Requirement: Rewrite all of the data below with every "instance" changed to "occurrence", leaving everything else unchanged.

Exercise materials:
--------------------------------

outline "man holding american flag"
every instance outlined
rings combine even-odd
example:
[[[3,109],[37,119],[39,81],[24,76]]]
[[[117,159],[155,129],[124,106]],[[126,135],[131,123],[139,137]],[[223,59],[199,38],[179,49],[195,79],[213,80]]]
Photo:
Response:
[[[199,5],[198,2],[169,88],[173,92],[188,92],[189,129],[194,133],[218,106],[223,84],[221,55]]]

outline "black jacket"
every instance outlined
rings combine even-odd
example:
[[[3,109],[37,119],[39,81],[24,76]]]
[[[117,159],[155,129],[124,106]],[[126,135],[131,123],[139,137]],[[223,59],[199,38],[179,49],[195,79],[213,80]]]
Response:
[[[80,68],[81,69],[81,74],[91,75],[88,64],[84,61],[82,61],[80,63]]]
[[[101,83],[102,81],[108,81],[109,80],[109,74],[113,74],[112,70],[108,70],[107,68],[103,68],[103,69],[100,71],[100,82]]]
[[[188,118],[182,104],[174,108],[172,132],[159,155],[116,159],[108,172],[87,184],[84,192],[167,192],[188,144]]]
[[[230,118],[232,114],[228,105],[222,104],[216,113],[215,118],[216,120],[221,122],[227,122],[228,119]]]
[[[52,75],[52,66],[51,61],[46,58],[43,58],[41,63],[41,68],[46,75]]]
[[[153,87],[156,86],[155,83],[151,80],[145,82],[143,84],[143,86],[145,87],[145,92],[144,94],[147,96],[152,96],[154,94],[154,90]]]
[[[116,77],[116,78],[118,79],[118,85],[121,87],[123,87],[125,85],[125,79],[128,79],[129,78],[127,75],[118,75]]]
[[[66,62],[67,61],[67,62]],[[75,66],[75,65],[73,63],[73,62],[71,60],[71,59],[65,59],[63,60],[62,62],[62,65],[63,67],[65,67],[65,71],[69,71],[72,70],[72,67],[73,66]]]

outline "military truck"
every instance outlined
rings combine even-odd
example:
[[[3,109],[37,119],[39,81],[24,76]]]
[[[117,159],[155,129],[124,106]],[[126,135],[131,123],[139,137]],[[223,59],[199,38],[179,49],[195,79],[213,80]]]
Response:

--------------------------------

Output:
outline "man holding american flag"
every occurrence outlined
rings combine even-odd
example:
[[[3,109],[37,119],[39,81],[24,76]]]
[[[117,159],[155,129],[124,106]],[[126,135],[131,123],[139,137]],[[223,59],[199,38],[179,49],[195,79],[213,80]]]
Photo:
Response:
[[[199,5],[198,2],[169,88],[173,92],[188,92],[189,129],[194,133],[218,106],[223,84],[221,55]]]

outline "black jacket"
every occurrence outlined
rings combine even-odd
example:
[[[3,109],[37,119],[39,81],[24,76]]]
[[[117,159],[155,129],[124,106]],[[126,135],[131,123],[139,137]],[[223,59],[199,38],[179,49],[195,79],[213,80]]]
Response:
[[[80,68],[81,69],[81,74],[91,75],[88,64],[84,61],[82,61],[80,63]]]
[[[101,83],[102,81],[108,81],[109,80],[109,74],[113,74],[112,70],[108,70],[107,68],[103,68],[103,69],[100,71],[100,82]]]
[[[188,118],[182,104],[174,108],[172,132],[159,155],[116,159],[108,172],[87,184],[84,192],[167,192],[188,144]]]
[[[230,118],[232,114],[228,105],[222,104],[216,113],[215,118],[216,120],[221,122],[227,122],[228,119]]]
[[[52,75],[52,66],[51,61],[46,58],[43,58],[41,63],[41,68],[46,75]]]
[[[153,87],[156,86],[155,83],[151,80],[145,82],[143,84],[143,86],[145,87],[145,92],[144,94],[147,96],[152,96],[154,94],[154,90]]]
[[[116,77],[116,78],[118,79],[118,85],[121,87],[123,87],[125,85],[125,79],[128,79],[129,78],[127,75],[118,75]]]
[[[66,62],[67,61],[67,62]],[[75,66],[75,65],[73,63],[73,62],[71,60],[71,59],[65,59],[63,60],[62,62],[62,65],[63,67],[65,67],[65,71],[69,71],[72,70],[72,67],[73,66]]]

outline "military truck"
every occurrence outlined
rings combine even-odd
example:
[[[3,109],[37,119],[39,81],[24,76]]]
[[[117,159],[155,129],[124,106]],[[126,135],[131,123],[139,137]],[[223,59],[199,38],[179,49],[195,79],[213,80]]]
Response:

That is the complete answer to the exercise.